Textauszug >>
###

Blut und Feuer (Artjom Wesjoly)

wesjoly blutundfeuer

Aufbau Verlag, Berlin, 14.06.2017
Originaltitel: Rossija, krov’ju umytaja (Россия, кровью умытая, 1932)
Übersetzung von Thomas Reschke
Nachwort von Jekatherina Lebedewa
Gebunden, 640 Seiten
€ 28,00 [D] | € 28,80 [A] | CHF 39,90
ISBN 978-3-351-03674-4

Genre: Belletristik


Rezension

Der russische Schriftsteller Nikolai Iwanowitsch Kotschkurow, der sich als Künstler Artjom Wesjoly (Artem Veselyj) nannte, wurde am 29.9.1899 in Samara an der Wolga geboren. Er war mit 14 Jahren Fabrikarbeiter, Matrose der Schwarzmeerflotte, wurde mit 18 Jahren Agitator für die Bolschewiki an der Westfront, war Rotarmist während des Russischen Bürgerkrieges, arbeitete nach seiner Verwundung und Demobilisierung als Journalist. 1920 begann er die Arbeit an dem Roman, der zwischen 1932 und 1936 in verschiedenen Fassungen unter dem Titel Rossija, krov’ju umytaja (Russland in Blut gewaschen) als Fragment veröffentlicht wurde. Am 28.10.1937 wurde Wesjoly als Opfer des stalinistischen Terrors unter dem konstruierten Vorwurf der Zugehörigkeit zu einer terroristischen Organisation verhaftet und am 08.04.1938 im Alter von 39 Jahren hingerichtet.

###

Übungsaufgaben >>
1. In welcher Stadt kam Artjom Wesjoly laut dem Textauszug über Artjom Wesjoly zur Welt?
2. Setze den Textauszug über Artjom Wesjoly nach seinem letzten Satz fort.
Die Datensätze spielen hierfür keine Rolle.

###

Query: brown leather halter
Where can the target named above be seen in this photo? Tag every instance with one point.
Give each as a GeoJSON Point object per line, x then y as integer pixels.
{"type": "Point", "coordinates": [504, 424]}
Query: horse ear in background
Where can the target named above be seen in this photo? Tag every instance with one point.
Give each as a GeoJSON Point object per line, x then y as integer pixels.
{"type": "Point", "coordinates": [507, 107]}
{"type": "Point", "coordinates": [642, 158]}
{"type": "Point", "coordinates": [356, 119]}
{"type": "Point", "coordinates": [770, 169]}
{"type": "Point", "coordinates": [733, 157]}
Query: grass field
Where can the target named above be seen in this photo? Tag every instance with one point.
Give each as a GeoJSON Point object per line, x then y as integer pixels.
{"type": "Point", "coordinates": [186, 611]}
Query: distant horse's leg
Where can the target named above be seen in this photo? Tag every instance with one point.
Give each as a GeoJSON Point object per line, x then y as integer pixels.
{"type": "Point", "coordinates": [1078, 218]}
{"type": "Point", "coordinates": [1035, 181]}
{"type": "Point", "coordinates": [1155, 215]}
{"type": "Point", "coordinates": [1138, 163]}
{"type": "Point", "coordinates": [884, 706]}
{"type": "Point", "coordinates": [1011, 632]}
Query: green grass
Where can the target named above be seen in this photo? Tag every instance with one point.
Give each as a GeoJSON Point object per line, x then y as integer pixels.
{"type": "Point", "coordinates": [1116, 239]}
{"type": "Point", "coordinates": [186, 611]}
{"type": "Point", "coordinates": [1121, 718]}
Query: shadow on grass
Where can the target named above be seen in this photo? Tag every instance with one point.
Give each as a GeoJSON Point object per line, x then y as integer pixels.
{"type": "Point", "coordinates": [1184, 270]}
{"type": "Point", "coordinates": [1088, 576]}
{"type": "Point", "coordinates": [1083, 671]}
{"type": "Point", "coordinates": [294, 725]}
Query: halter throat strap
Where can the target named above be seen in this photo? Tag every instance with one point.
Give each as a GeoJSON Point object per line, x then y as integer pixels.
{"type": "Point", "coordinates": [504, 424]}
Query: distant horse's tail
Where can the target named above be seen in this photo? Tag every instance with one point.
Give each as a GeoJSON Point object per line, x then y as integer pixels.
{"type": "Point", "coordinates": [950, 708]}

###

Lösungen je Aufgabe >>
1. In Samara an der Wolga.

2.
Im Jahr 1956 wurde Wesjoly rehabilitiert, zwei Jahre später wurden Teile seines Werkes veröffentlicht. Russland in Blut gewaschen erschien in den Folgejahren in verschiedenen Ländern des Ostblocks, darunter 1987 bei Gustav Kiepenheuer in Leipzig/Weimar und in Lizenz und mit einem Nachwort von Karlheinz Kasper bei Pahl-Rugenstein in Köln. Im hundertsten Jubiläumsjahr der beiden russischen Revolutionen hat nun der Aufbau-Verlag die vollständige Fassung veröffentlicht, ermöglicht durch Wesjolys Töchter Gaira und Sajara.  Artjom Wesjoly erzählt in Blut und Feuer über die Russische Revolution und den auf sie folgenden Bürgerkrieg.

Der Roman besteht aus drei Teilen. Der erste Teil (Anfang bis Seite 326) thematisiert in sieben Kapiteln die Zeit von Ende 1916 bis zur Russischen Revolution, der dritte Teil (Seite 439 bis Ende) in drei Kapiteln den Raum, die Stadt Kljukwin und auf dem Land das Dorf Chomutowo in ihrer Unterschiedlichkeit während gleicher Ereignisse. In der Stadt führen Partisanen den Übergang in das Sowjetreich durch, auf dem Land der Politkommissar Alexej Saweljewitsch Wanjakin die Enteignung der reichen Bauern, die in der Folge rebellieren. Der Mittelteil (Seite 327 bis 438) besteht aus zwölf Etüden, die Szenen des Bürgerkriegs fokussieren. Dabei steht wechselndes Personal im Vordergrund, Täter wie Opfer.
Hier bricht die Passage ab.